TASK BRIEF:
According to the passage on product quantization, how does PQ compress vectors?

TEXT PASSAGE:

________

PQ compresses vectors by dividing them into subvectors and quantizing each subvector separately.

**Pros:**
- Significant memory reduction
- Fast search on compressed data

**Cons:**
- Lower recall due to compression
- Requires training

In [None]:
# Create and build PQ index
N_SUBVECTORS = 16  # Number of subvectors (must divide dimension)
N_BITS = 8  # Bits per subvector (256 centroids)

print(f"Building PQ index (n_subvectors={N_SUBVECTORS}, n_bits={N_BITS})...")
pq_index = ProductQuantizationIndex(
    dimension=DIMENSION,
    n_subvectors=N_SUBVECTORS,
    n_bits=N_BITS,
    metric='euclidean'
)

build_start = time.time()
pq_index.train(data)
pq_index.add(data, ids=ids)
pq_build_time = time.time() - build_start

print(f"Build time: {pq_build_time:.3f}s")

________

GIVEN DATA:
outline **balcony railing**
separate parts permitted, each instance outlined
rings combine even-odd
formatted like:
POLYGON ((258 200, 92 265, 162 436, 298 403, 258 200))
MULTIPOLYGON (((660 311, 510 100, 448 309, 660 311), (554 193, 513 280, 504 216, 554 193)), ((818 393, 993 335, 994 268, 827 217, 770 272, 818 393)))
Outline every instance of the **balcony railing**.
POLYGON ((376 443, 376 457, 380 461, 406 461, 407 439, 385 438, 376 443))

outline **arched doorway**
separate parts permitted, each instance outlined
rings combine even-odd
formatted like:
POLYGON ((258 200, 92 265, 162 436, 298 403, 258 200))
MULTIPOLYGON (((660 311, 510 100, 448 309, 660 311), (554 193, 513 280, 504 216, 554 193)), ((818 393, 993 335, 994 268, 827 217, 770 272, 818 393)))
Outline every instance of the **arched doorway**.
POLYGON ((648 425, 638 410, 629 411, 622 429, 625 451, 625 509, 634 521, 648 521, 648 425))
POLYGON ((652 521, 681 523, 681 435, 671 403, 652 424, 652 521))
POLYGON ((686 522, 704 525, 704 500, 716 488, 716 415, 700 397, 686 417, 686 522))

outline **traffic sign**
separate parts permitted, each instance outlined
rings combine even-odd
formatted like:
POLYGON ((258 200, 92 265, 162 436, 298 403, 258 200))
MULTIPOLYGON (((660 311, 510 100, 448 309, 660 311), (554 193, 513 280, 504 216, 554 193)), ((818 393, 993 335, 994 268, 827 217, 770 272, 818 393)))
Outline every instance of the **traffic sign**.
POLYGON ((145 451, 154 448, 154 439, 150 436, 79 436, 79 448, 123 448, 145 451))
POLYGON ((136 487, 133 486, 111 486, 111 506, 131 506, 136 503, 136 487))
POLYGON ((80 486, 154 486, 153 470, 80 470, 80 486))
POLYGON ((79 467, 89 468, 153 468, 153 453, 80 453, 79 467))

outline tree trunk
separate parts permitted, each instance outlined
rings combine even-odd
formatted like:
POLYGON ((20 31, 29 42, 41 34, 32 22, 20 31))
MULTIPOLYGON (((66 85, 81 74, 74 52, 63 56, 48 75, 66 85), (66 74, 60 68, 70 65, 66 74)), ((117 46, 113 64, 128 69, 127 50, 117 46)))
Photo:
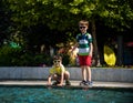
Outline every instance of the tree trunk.
POLYGON ((95 27, 95 21, 92 20, 92 38, 93 38, 93 64, 95 66, 100 66, 100 54, 99 54, 99 49, 98 49, 98 42, 96 42, 96 27, 95 27))

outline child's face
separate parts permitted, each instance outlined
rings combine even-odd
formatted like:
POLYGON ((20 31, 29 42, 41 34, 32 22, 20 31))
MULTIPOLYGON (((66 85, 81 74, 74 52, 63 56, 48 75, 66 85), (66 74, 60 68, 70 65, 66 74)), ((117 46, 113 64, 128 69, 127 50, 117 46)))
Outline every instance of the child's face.
POLYGON ((81 33, 86 33, 88 25, 79 25, 81 33))
POLYGON ((60 66, 61 60, 54 60, 54 61, 53 61, 53 64, 54 64, 55 66, 60 66))

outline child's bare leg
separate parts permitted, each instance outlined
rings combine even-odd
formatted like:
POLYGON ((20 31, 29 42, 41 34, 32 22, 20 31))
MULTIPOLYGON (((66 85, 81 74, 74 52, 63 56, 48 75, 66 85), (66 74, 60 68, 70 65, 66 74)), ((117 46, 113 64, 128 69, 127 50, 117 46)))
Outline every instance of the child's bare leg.
POLYGON ((85 68, 84 66, 81 66, 81 71, 82 71, 82 79, 84 81, 86 81, 86 71, 85 71, 85 68))
POLYGON ((85 69, 86 69, 88 81, 91 81, 91 69, 90 66, 85 66, 85 69))

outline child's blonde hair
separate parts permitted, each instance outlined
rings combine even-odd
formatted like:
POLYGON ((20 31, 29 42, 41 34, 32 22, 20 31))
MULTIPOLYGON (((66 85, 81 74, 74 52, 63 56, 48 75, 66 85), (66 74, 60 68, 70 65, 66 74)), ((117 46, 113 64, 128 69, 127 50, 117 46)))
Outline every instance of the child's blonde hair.
POLYGON ((60 60, 60 61, 62 61, 62 56, 61 55, 54 55, 53 60, 60 60))
POLYGON ((79 22, 79 25, 86 25, 86 27, 89 27, 89 21, 88 20, 81 20, 79 22))

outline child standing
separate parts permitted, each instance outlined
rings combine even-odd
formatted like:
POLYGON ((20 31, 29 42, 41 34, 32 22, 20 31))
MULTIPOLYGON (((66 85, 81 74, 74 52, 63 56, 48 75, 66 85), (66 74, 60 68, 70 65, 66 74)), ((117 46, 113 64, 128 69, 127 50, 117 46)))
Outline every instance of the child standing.
POLYGON ((65 85, 71 85, 70 81, 70 73, 65 71, 65 68, 62 64, 62 58, 60 55, 55 55, 53 58, 53 66, 50 69, 50 75, 48 78, 48 85, 59 85, 62 86, 65 80, 65 85), (52 84, 51 80, 55 80, 52 84))
POLYGON ((92 86, 91 81, 91 59, 93 52, 92 35, 86 32, 89 29, 89 21, 81 20, 79 22, 79 29, 81 33, 76 35, 76 44, 72 49, 72 52, 75 48, 79 48, 79 61, 82 71, 82 82, 80 85, 92 86))

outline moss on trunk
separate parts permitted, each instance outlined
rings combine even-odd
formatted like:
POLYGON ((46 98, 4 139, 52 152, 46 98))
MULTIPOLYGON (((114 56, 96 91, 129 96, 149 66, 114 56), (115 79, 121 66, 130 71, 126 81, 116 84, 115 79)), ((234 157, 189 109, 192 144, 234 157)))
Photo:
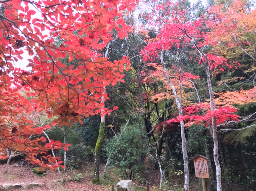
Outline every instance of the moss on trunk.
POLYGON ((100 150, 104 136, 105 123, 100 123, 99 136, 95 146, 95 160, 94 161, 94 173, 91 183, 93 184, 100 183, 100 150))

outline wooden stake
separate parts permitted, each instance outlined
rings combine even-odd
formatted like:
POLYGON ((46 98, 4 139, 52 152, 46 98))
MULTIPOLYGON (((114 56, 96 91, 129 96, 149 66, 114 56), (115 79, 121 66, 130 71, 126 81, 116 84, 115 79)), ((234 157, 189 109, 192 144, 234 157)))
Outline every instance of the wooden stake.
POLYGON ((204 178, 202 178, 202 184, 203 184, 203 191, 207 191, 205 180, 204 178))

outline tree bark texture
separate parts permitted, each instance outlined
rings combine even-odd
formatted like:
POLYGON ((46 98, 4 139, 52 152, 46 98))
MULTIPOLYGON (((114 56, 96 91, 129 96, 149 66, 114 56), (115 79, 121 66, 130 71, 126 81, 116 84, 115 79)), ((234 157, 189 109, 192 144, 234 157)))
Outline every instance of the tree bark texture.
MULTIPOLYGON (((49 142, 51 143, 51 140, 50 140, 50 138, 49 138, 49 137, 48 136, 48 135, 46 134, 46 133, 44 131, 43 131, 43 133, 44 133, 44 135, 45 135, 45 136, 47 138, 47 139, 48 140, 48 141, 49 141, 49 142)), ((53 156, 53 157, 55 157, 55 154, 54 154, 54 151, 53 151, 53 149, 52 148, 52 156, 53 156)), ((55 163, 57 165, 58 165, 58 162, 57 161, 57 160, 56 160, 56 161, 55 161, 55 163)), ((60 168, 58 167, 58 168, 57 169, 58 171, 58 172, 59 172, 59 175, 60 175, 60 181, 61 181, 61 182, 63 182, 63 179, 62 178, 62 175, 61 175, 61 173, 60 172, 60 168)))
POLYGON ((8 160, 7 161, 7 164, 6 164, 5 169, 4 169, 4 173, 6 173, 8 171, 8 169, 9 169, 9 164, 10 164, 11 159, 14 154, 14 152, 12 150, 9 150, 9 158, 8 158, 8 160))
MULTIPOLYGON (((103 92, 106 92, 106 87, 103 92)), ((105 107, 105 102, 104 98, 101 97, 101 103, 103 103, 102 107, 105 107)), ((105 116, 100 117, 100 124, 99 131, 99 136, 95 146, 95 157, 94 162, 94 172, 92 180, 93 184, 99 184, 100 183, 100 150, 101 145, 104 136, 104 128, 105 127, 105 116)))
MULTIPOLYGON (((64 144, 66 144, 67 143, 66 141, 66 129, 65 128, 65 126, 63 126, 63 136, 64 138, 64 144)), ((64 173, 65 173, 66 172, 66 160, 67 159, 67 151, 64 149, 64 162, 63 162, 63 165, 65 167, 64 169, 64 173)))
MULTIPOLYGON (((208 144, 207 144, 207 142, 206 141, 204 142, 204 151, 206 157, 208 158, 211 158, 209 149, 208 149, 208 144)), ((210 188, 211 190, 211 191, 216 191, 216 184, 211 159, 208 161, 208 163, 209 174, 210 175, 210 188)))
MULTIPOLYGON (((183 114, 182 111, 181 103, 179 98, 175 87, 174 87, 172 81, 170 80, 168 73, 165 68, 164 63, 164 49, 163 49, 161 51, 161 54, 160 57, 162 67, 164 70, 164 73, 165 76, 165 78, 171 87, 172 92, 174 95, 175 100, 176 101, 176 103, 178 106, 178 110, 179 110, 179 115, 182 116, 183 114)), ((187 141, 185 136, 184 121, 183 120, 181 120, 180 124, 181 141, 182 142, 182 151, 184 166, 184 188, 185 189, 186 191, 189 191, 189 174, 188 170, 188 153, 187 152, 187 141)))

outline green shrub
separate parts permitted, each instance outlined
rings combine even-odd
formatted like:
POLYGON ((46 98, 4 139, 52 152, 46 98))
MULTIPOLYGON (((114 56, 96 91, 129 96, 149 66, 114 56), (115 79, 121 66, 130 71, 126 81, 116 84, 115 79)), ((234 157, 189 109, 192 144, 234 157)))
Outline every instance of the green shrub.
POLYGON ((142 167, 140 158, 148 151, 143 146, 142 134, 139 125, 131 125, 116 137, 108 140, 104 147, 112 165, 119 168, 125 178, 131 179, 132 173, 138 172, 142 167))

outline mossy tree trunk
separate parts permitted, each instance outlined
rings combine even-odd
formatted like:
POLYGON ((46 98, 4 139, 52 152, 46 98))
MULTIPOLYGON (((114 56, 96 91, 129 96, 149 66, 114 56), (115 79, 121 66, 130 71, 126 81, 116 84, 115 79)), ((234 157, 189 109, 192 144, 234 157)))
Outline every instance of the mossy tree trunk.
POLYGON ((92 183, 98 184, 100 183, 100 150, 104 136, 105 123, 101 122, 99 136, 95 146, 95 157, 94 162, 94 173, 92 183))
MULTIPOLYGON (((106 92, 105 90, 103 92, 106 92)), ((101 97, 101 103, 103 103, 102 108, 105 107, 105 101, 104 98, 101 97)), ((104 128, 105 127, 105 116, 102 115, 100 117, 100 130, 99 131, 99 136, 95 146, 95 157, 94 162, 94 173, 92 184, 98 184, 100 183, 100 150, 101 148, 103 138, 104 136, 104 128)))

________

EXERCISE ANSWER:
It divides them into subvectors and quantizes each subvector separately.